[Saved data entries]
________________________
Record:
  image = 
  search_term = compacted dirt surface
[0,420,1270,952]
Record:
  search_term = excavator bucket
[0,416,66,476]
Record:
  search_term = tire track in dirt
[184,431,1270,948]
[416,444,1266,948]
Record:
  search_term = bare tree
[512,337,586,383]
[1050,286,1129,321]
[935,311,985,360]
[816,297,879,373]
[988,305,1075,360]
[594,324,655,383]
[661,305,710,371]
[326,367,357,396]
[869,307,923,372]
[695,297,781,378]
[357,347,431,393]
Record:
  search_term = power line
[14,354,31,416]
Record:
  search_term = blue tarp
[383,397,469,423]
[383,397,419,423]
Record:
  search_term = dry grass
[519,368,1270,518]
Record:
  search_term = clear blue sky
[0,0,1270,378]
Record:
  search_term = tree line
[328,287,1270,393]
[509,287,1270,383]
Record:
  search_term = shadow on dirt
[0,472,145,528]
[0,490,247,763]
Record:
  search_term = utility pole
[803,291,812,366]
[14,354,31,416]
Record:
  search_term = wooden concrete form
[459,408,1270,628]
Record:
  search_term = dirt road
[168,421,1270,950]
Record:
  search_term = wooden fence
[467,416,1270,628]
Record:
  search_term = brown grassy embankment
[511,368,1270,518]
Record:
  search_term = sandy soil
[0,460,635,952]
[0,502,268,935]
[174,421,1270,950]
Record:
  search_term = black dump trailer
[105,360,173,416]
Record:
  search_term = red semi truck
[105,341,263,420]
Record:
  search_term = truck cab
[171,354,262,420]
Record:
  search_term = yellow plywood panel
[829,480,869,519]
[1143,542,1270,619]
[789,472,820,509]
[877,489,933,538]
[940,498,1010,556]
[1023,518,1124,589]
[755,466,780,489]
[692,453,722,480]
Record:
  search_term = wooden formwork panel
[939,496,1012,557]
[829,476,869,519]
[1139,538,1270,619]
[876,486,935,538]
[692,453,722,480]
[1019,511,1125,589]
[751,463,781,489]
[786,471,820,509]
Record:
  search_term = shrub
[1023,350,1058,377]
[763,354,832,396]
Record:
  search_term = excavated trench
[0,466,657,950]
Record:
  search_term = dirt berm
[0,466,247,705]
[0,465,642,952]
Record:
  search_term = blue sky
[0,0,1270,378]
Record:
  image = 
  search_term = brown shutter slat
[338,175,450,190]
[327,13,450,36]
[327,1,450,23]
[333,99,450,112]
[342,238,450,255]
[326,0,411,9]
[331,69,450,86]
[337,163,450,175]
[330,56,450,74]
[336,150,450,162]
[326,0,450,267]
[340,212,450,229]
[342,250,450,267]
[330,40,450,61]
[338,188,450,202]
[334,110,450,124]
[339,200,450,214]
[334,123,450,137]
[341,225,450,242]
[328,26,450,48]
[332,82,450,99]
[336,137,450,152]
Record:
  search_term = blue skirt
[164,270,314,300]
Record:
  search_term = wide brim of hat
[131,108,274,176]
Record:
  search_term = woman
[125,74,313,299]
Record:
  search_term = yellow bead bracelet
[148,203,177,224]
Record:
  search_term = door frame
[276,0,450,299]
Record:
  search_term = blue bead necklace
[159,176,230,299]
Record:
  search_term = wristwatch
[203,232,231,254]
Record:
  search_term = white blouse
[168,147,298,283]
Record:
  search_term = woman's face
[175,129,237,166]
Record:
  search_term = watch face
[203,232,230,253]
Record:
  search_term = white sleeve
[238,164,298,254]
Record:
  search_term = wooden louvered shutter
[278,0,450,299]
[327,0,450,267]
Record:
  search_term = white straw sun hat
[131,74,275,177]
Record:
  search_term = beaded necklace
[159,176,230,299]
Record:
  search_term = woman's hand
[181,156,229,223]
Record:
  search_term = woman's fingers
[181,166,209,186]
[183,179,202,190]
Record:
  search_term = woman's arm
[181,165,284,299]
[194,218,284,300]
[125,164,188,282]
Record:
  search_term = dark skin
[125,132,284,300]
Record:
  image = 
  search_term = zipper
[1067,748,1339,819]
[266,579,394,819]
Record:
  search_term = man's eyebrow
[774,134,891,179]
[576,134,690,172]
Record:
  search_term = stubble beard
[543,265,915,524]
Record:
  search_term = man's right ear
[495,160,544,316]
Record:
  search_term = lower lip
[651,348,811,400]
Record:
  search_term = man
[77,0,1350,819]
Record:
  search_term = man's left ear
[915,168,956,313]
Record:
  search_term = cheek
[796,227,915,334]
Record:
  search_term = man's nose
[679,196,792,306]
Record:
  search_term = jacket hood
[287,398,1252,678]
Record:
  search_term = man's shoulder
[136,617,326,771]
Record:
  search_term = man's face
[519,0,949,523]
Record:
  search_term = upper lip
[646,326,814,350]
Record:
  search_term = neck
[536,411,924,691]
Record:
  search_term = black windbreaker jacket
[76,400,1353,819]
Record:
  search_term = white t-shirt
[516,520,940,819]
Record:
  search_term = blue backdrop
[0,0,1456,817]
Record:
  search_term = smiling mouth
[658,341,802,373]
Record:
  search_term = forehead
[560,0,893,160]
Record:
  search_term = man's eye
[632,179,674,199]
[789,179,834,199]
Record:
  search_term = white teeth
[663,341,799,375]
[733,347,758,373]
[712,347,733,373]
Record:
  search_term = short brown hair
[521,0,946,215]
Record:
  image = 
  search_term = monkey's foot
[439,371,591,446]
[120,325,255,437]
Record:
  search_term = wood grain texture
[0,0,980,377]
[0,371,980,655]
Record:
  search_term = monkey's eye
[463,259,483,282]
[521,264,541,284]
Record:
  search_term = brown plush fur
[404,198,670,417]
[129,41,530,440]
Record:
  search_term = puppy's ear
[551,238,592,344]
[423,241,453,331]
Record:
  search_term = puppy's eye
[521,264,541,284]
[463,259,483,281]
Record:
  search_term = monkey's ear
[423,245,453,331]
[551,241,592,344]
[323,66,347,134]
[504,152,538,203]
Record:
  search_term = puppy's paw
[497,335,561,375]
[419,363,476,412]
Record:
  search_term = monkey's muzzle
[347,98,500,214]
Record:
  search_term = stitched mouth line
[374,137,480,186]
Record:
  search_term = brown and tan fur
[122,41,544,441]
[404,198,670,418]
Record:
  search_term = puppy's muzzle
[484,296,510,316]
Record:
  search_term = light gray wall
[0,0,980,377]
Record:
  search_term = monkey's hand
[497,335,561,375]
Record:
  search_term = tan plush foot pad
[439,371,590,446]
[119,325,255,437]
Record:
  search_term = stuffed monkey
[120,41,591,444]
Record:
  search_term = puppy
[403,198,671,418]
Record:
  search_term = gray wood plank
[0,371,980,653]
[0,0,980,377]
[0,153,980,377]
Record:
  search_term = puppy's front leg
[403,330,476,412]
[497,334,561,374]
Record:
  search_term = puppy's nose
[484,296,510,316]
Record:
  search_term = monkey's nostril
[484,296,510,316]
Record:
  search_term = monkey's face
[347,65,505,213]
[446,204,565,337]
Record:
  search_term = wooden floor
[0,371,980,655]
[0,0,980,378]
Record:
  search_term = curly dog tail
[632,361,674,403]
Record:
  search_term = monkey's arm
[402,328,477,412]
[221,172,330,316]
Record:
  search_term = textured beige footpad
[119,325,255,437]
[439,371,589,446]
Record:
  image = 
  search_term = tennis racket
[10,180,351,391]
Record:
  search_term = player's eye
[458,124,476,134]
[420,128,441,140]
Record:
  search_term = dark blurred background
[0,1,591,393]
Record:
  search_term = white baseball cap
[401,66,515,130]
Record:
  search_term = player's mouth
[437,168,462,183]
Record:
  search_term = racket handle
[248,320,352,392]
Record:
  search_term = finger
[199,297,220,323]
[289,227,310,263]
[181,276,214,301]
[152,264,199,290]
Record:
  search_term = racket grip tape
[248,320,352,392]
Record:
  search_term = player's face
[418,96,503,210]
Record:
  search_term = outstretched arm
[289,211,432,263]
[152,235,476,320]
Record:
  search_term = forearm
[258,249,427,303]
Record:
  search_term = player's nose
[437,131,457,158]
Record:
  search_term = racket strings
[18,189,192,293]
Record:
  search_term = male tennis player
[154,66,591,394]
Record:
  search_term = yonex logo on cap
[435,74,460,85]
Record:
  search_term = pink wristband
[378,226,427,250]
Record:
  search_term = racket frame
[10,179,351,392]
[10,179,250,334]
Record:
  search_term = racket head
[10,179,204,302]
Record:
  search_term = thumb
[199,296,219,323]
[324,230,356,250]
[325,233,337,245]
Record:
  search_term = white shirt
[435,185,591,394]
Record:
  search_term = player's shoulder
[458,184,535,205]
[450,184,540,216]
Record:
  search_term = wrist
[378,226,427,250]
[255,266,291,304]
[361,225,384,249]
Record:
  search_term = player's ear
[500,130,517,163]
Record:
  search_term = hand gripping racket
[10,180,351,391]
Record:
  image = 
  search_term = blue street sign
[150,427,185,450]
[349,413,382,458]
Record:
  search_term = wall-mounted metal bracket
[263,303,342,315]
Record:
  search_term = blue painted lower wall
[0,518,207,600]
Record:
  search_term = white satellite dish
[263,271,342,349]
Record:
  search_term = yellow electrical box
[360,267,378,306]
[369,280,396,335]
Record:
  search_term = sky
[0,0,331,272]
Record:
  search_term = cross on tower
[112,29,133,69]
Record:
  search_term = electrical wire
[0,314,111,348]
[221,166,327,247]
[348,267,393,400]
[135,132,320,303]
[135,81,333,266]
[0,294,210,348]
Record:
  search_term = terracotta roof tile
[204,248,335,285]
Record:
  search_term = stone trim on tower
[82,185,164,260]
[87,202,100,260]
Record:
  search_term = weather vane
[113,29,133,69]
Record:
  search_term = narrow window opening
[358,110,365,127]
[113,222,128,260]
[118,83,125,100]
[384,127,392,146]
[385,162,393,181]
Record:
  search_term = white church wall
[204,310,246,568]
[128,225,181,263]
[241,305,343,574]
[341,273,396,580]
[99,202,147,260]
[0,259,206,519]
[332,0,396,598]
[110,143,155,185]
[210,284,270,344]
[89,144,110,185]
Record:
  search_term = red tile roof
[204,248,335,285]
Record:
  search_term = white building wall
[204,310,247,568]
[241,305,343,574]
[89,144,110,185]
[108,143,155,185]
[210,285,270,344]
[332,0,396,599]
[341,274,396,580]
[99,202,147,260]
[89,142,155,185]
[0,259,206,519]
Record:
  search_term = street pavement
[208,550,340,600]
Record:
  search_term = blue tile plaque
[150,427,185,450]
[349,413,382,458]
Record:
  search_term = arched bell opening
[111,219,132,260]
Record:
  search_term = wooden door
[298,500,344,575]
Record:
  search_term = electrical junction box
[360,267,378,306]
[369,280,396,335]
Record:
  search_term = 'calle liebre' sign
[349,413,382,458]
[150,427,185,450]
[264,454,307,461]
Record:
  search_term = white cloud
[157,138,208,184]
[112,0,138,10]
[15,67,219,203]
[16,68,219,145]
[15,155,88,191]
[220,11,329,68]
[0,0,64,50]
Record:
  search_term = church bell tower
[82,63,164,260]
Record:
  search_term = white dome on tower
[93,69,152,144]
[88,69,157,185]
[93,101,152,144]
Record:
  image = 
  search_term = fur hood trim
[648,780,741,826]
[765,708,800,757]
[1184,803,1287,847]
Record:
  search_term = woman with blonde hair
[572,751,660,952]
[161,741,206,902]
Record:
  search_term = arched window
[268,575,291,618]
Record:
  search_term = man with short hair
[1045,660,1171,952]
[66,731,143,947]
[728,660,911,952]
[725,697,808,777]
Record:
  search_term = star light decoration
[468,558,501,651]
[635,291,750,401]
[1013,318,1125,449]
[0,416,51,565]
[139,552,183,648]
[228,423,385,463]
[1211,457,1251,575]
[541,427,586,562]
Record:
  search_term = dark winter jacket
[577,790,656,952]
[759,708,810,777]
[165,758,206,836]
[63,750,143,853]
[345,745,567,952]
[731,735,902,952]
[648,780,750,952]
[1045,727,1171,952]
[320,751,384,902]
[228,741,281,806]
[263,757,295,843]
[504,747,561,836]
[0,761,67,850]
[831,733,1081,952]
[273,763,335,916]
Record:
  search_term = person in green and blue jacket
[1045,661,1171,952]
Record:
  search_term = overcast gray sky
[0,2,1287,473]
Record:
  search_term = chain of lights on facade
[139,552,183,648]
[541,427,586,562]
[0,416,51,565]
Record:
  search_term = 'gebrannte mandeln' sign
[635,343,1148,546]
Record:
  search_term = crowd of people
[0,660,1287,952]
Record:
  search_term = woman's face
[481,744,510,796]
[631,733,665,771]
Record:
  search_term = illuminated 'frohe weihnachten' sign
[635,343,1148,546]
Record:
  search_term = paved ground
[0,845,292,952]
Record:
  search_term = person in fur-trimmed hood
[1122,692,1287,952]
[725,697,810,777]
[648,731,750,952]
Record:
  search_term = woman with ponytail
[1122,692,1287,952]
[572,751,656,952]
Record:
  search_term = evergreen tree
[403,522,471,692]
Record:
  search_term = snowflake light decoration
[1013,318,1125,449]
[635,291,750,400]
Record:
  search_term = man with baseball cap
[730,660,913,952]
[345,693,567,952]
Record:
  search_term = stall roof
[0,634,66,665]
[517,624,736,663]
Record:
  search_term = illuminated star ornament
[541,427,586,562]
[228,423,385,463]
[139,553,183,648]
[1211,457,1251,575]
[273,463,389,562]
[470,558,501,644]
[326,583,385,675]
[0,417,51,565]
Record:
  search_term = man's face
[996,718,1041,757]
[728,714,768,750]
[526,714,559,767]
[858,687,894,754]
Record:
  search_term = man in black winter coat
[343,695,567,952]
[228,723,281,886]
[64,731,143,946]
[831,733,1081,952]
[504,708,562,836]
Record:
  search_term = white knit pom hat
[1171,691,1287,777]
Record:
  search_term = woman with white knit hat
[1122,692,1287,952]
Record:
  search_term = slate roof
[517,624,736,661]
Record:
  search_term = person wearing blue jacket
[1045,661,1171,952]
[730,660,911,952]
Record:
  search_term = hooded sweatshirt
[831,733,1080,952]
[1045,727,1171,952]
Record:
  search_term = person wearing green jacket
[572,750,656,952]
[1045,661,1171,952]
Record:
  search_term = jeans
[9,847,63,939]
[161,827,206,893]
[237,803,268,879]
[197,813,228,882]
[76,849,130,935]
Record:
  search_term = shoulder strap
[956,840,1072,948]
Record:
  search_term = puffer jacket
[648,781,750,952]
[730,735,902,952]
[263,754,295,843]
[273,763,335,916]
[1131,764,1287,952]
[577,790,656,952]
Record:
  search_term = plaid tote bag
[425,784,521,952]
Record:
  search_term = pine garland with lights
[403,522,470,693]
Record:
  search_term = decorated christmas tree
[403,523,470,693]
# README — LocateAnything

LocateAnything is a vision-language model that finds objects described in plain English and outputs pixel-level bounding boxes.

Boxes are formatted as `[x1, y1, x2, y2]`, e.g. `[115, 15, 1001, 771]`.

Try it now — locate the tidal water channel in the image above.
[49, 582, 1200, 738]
________________________
**Stated problem**
Rewrite the items from their first line through the line containing "[416,444,1266,948]", switching "excavator bucket" to "loader bucket" and leaving everything else unchanged.

**The response**
Record:
  image = 
  search_term = compacted dirt surface
[0,420,1270,952]
Record:
  search_term = loader bucket
[0,416,66,476]
Record:
  search_term = tire track in dirt
[184,431,1270,948]
[416,444,1266,948]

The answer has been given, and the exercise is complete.